Elite Syncopations, 1900-1901
"Clarence and Alonzo," photo taken by Wilbur or Orville Wright, back of the Wright Cycle Co. in Dayton, Ohio, ca. 1900 (from Shorpy)
Scott Joplin and Arthur Marshall, Swipesy Cakewalk.
Vess Ossman, Ethiopian Mardi Gras.
Arthur Collins, The Mick Who Threw The Brick.
Dear Evelyn: Your letter was waiting for me when I came home, but was not the less interesting because I had seen you in the meantime. We usually say more in a letter than we do in conversation, the reason being that, in a letter, we feel that we are shielded from the indifference or enthusiasm which our remarks may meet with or arouse. We commit our thoughts, as it were, to the winds. Whereas, in conversation, we are constantly watching or noting the effect of what we are saying, and, when the relations are intimate, we shrink from being taken too seriously on one hand, and, on the other not seriously enough--
But people no longer write letters. Lacking the leisure and, for the most part, the ability, they dictate dispatches, and scribble messages...In these days, we have not the artlessness nor the freedom of our forbears. We know too much about ourselves. Constraint covers us like a curtain. Not being very sure of our own feelings, we are in a fog about the feelings of others. And it really is too bad that it should be so.
Joel Chandler Harris, letter to his son, 5 April 1900.
Louisville, Kentucky, 1900
Our story could start anywhere, so it might as well begin here, in Sedalia, Missouri, on some lost evening at the rag end of the 19th Century. Sedalia is a frontier town, and still young--it began as a Union military post at the start of the war, and by 1899 some 15,000 people have come to live here, to work on the railroads, in the restaurants, in the seed and harness stores, and in the bordellos and honky tonks.
For while Sedalia by day is a quiet little plains town, with just a dirt road, lined by wooden sidewalks shaded by corrugated iron awnings, to serve as its Main Street, at night it gets wild. Gamblers, prostitutes, pimps, cardsharps, hustlers of all stripes and even the occasional respectable citizen flood Main Street, weaving in and out of the sporting houses and the taverns. One of the latter, the most popular, is the Maple Leaf Club, where each night a neatly-dressed, somber-looking man plays "jig piano" amidst the smoke and noise.

**Problem description:** Revise the ragtime text from "Elite Syncopations, 1900-1901" down to "Ethiopian Mardi Gras.", changing "Swipesy Cakewalk" to "Maple Leaf Rag".

**Dataset excerpts on object pointing:**
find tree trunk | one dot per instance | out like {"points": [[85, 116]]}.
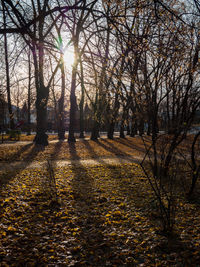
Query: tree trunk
{"points": [[95, 131], [61, 115], [133, 128], [81, 106], [7, 72], [41, 137], [71, 137], [122, 135], [29, 96], [111, 130]]}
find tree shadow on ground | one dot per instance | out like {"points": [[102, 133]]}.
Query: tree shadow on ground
{"points": [[17, 154], [112, 148], [94, 246], [35, 221], [92, 152], [131, 144], [57, 147], [7, 177]]}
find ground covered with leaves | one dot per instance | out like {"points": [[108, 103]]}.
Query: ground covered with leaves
{"points": [[93, 216], [80, 150], [81, 215]]}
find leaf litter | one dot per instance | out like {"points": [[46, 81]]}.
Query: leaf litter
{"points": [[102, 217]]}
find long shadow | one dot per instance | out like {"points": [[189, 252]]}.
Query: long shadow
{"points": [[17, 154], [113, 149], [36, 225], [130, 144], [56, 151], [91, 241], [7, 177], [92, 152]]}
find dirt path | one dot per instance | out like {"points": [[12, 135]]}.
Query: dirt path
{"points": [[59, 163]]}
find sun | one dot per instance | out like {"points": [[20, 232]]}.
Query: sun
{"points": [[69, 58]]}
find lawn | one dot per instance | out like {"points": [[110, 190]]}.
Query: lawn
{"points": [[81, 215]]}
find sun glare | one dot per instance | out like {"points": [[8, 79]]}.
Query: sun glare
{"points": [[68, 58]]}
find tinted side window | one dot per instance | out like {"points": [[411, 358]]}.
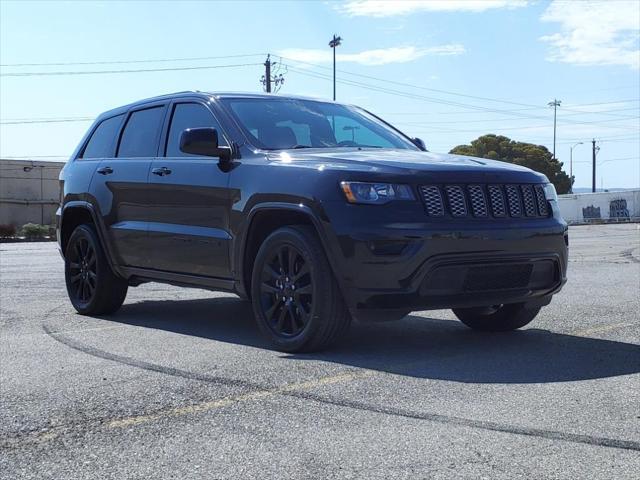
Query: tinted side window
{"points": [[140, 136], [102, 142], [188, 115]]}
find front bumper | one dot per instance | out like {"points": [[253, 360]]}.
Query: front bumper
{"points": [[386, 264]]}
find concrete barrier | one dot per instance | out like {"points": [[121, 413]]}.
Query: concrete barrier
{"points": [[601, 207], [29, 191]]}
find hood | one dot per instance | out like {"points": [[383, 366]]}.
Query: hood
{"points": [[407, 162]]}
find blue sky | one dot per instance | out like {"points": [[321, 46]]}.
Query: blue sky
{"points": [[459, 68]]}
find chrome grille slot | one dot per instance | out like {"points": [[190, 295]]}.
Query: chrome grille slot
{"points": [[513, 199], [457, 202], [529, 201], [498, 208], [543, 207], [433, 200], [478, 200]]}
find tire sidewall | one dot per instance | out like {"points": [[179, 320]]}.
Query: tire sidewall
{"points": [[84, 232], [320, 280]]}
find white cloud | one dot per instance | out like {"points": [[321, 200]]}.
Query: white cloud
{"points": [[595, 33], [388, 8], [380, 56]]}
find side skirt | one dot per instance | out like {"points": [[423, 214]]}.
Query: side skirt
{"points": [[137, 276]]}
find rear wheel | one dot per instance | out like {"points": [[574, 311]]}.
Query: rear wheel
{"points": [[91, 285], [497, 318], [295, 297]]}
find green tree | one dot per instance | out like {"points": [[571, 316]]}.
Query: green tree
{"points": [[535, 157]]}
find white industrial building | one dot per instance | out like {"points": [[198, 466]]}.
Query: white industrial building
{"points": [[29, 191]]}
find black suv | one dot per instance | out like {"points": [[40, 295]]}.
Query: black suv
{"points": [[318, 212]]}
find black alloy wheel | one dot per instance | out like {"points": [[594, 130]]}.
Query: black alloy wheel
{"points": [[296, 299], [82, 270], [286, 291], [92, 286]]}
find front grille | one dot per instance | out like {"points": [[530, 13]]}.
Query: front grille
{"points": [[459, 201]]}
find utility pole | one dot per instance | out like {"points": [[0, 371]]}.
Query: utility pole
{"points": [[571, 165], [335, 41], [594, 150], [267, 74], [555, 104]]}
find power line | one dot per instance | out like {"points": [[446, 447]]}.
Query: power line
{"points": [[429, 99], [144, 70], [446, 92], [121, 62]]}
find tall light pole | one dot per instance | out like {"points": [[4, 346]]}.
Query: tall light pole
{"points": [[555, 104], [571, 165], [335, 41]]}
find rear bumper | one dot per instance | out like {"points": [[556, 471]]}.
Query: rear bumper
{"points": [[397, 266]]}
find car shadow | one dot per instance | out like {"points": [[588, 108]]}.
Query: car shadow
{"points": [[415, 346]]}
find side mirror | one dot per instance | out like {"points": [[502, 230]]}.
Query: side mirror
{"points": [[203, 141], [418, 142]]}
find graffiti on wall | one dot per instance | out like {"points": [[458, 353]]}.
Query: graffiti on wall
{"points": [[591, 213], [618, 209]]}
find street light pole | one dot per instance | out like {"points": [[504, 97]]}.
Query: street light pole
{"points": [[335, 41], [555, 104], [571, 165]]}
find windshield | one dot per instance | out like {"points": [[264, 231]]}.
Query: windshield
{"points": [[281, 123]]}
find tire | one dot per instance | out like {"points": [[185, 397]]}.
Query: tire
{"points": [[92, 286], [291, 263], [499, 318]]}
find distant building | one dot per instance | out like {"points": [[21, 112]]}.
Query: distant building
{"points": [[29, 191]]}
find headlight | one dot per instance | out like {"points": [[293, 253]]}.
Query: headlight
{"points": [[550, 192], [375, 193]]}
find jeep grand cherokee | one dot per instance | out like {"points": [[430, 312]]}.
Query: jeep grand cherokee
{"points": [[317, 212]]}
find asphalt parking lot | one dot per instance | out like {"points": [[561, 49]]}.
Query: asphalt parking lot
{"points": [[179, 384]]}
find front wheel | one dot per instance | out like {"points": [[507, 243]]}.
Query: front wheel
{"points": [[295, 297], [497, 318], [92, 287]]}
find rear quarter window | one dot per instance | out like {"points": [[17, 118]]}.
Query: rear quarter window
{"points": [[140, 136], [102, 143]]}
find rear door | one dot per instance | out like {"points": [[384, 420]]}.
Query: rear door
{"points": [[121, 187], [189, 211]]}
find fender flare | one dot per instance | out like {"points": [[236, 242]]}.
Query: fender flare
{"points": [[100, 230]]}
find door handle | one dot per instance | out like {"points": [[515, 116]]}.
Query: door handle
{"points": [[162, 171]]}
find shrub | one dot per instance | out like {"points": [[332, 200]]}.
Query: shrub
{"points": [[33, 230], [7, 230]]}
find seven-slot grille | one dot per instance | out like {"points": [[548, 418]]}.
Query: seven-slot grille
{"points": [[458, 201]]}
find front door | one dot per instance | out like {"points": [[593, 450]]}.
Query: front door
{"points": [[189, 202]]}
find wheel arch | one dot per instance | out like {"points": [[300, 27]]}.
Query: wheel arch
{"points": [[76, 213]]}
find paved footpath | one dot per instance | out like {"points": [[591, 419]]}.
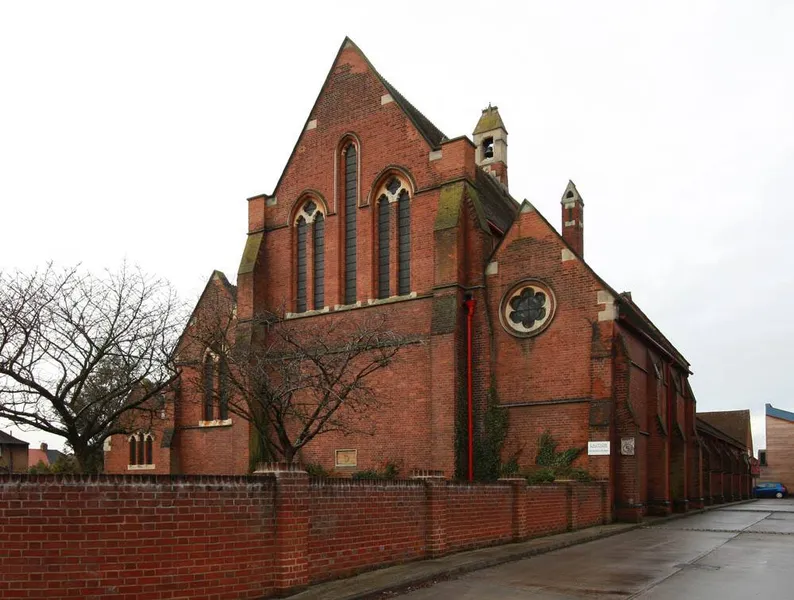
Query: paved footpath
{"points": [[611, 561], [736, 552]]}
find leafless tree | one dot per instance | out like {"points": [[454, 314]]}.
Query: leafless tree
{"points": [[82, 356], [298, 378]]}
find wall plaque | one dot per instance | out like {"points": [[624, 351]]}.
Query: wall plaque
{"points": [[598, 448], [627, 446], [346, 458]]}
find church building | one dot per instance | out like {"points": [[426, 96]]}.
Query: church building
{"points": [[378, 210]]}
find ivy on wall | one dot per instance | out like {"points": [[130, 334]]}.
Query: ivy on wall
{"points": [[490, 433]]}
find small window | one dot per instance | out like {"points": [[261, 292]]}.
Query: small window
{"points": [[487, 148]]}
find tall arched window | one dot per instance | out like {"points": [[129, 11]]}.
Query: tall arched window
{"points": [[404, 243], [319, 262], [141, 454], [351, 182], [209, 385], [149, 451], [383, 247], [223, 390], [310, 218], [394, 191], [133, 450], [301, 268]]}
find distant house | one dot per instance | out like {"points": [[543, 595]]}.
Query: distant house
{"points": [[43, 455], [13, 454], [777, 459]]}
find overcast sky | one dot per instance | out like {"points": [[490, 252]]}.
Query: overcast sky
{"points": [[137, 130]]}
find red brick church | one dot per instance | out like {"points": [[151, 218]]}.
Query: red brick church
{"points": [[378, 210]]}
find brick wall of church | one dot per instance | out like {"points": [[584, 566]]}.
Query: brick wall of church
{"points": [[551, 376]]}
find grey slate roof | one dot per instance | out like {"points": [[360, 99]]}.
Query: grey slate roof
{"points": [[771, 411], [10, 440], [499, 206]]}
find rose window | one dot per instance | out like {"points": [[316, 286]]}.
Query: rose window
{"points": [[527, 308]]}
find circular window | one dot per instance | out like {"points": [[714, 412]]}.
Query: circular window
{"points": [[527, 308]]}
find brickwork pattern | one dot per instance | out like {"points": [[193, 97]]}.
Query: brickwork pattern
{"points": [[252, 537]]}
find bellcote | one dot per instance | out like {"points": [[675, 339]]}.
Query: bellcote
{"points": [[490, 141], [573, 218]]}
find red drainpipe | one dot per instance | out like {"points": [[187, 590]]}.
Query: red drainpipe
{"points": [[469, 304]]}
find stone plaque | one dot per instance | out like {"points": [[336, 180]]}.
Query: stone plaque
{"points": [[598, 448], [627, 446], [346, 458]]}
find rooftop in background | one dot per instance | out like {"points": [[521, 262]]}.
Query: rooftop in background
{"points": [[734, 423], [9, 440], [771, 411]]}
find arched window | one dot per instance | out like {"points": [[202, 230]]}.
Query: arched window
{"points": [[394, 191], [310, 218], [209, 385], [301, 269], [223, 390], [149, 451], [404, 243], [383, 247], [141, 455], [319, 262], [133, 451], [351, 182]]}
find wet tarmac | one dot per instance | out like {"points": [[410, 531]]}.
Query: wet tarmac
{"points": [[740, 552]]}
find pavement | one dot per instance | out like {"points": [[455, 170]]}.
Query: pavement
{"points": [[736, 552], [718, 552]]}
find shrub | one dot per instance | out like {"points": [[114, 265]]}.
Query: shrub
{"points": [[317, 470], [390, 471], [544, 475]]}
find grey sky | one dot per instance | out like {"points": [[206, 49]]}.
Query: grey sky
{"points": [[138, 130]]}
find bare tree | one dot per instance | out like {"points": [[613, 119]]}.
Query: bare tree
{"points": [[298, 378], [83, 356]]}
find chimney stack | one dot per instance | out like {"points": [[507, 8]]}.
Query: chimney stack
{"points": [[490, 141], [573, 219]]}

**The response:**
Elite Syncopations, 1900-1901
"Clarence and Alonzo," photo taken by Wilbur or Orville Wright, back of the Wright Cycle Co. in Dayton, Ohio, ca. 1900 (from Shorpy)
Scott Joplin and Arthur Marshall, Maple Leaf Rag.
Vess Ossman, Ethiopian Mardi Gras.